- _KUTIPAN SUMBER_:
Dja Endar Moeda membuka toko buku yang merupakan Sebagian dari buku-buku yang
ditulisnya sendiri. Dja Endar Moeda selain menulis buku-buku pelajaran sekolah,
juga buku-buku umum termasuk buku roman (novel). Pada tahun 1899 Dja Endar
Moeda mengakuisisi surat kabar Pertja Barat termasuk percetakannya. Pada tahun
1900 Dja Endar Moeda menerbitkan surat kabar Tapian Na Oeli yang berbahasa
campuran Melayu dan Batak untuk sirkusi di wilayah Tapanoeli. Pada tahun 1901
Dja Endar Moeda kembali menerbitkan satu majalah bulanan Insulinde yang berisi
tentang pembangunan, pertanian dan industry rakyat. Majalah Insulinde ini juga
menjadi organ dari organisasi kebangsaan yang didirikannya pada tahun 1900 yang
diberi nama Medan Perdamaian. Tidak sampai disitu. Pada tahun 1904, Dja Endar
Moeda menerbitkan surat kabar berbahasa Belanda bernama Sumatra Nieuwsblad.
Mengapa harus berbahasa Belanda? Sudah barang tentu untuk merambah pasar
pembaca baru agar aspirasi orang pribumi dapat dipahami orang orang
Eropa/Belanda.

- _INSTRUKSI TERTULIS 1_:
Susun sebagai list JSON berisi string hanya baris-baris pada daftar di bawah, mulai dari baris yang memuat "Exercise. Mark the ocean in" sampai dengan baris yang memuat "[(60, 316), (424, 261), (250, 236)]". Buat satu string untuk tiap baris dan lewati baris kosong.

- _MATERI YANG DITAMPILKAN_:
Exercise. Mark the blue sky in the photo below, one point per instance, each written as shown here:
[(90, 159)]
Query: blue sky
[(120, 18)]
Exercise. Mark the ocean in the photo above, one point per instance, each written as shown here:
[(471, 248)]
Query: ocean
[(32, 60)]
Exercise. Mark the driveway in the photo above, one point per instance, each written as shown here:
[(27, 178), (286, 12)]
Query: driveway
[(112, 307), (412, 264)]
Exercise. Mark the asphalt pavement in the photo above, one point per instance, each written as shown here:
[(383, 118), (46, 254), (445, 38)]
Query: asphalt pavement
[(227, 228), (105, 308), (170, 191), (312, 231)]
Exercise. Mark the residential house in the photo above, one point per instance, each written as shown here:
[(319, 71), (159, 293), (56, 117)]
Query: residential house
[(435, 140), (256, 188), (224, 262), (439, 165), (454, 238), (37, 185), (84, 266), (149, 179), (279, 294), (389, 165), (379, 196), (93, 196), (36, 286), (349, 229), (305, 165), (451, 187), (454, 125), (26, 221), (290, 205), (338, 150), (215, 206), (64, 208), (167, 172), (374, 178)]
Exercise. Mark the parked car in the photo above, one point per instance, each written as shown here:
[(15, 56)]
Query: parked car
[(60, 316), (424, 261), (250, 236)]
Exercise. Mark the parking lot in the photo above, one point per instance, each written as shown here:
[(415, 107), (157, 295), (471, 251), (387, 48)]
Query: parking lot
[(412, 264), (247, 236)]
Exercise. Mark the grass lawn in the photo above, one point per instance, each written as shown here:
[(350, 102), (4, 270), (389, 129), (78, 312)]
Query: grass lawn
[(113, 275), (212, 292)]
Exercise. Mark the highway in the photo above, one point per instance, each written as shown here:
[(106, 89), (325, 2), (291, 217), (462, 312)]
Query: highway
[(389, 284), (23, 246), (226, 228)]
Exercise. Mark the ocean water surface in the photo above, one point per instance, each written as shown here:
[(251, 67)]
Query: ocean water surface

- _INSTRUKSI TERTULIS 2_:
Menurut kutipan tentang Dja Endar Moeda, apa nama surat kabar berbahasa Belanda yang diterbitkan pada tahun 1904?

- _HASIL TUGAS 1_:
[
  "Exercise. Mark the ocean in the photo above, one point per instance, each written as shown here:",
  "[(471, 248)]",
  "Query: ocean",
  "[(32, 60)]",
  "Exercise. Mark the driveway in the photo above, one point per instance, each written as shown here:",
  "[(27, 178), (286, 12)]",
  "Query: driveway",
  "[(112, 307), (412, 264)]",
  "Exercise. Mark the asphalt pavement in the photo above, one point per instance, each written as shown here:",
  "[(383, 118), (46, 254), (445, 38)]",
  "Query: asphalt pavement",
  "[(227, 228), (105, 308), (170, 191), (312, 231)]",
  "Exercise. Mark the residential house in the photo above, one point per instance, each written as shown here:",
  "[(319, 71), (159, 293), (56, 117)]",
  "Query: residential house",
  "[(435, 140), (256, 188), (224, 262), (439, 165), (454, 238), (37, 185), (84, 266), (149, 179), (279, 294), (389, 165), (379, 196), (93, 196), (36, 286), (349, 229), (305, 165), (451, 187), (454, 125), (26, 221), (290, 205), (338, 150), (215, 206), (64, 208), (167, 172), (374, 178)]",
  "Exercise. Mark the parked car in the photo above, one point per instance, each written as shown here:",
  "[(15, 56)]",
  "Query: parked car",
  "[(60, 316), (424, 261), (250, 236)]"
]

- _HASIL TUGAS 2_:
Sumatra Nieuwsblad.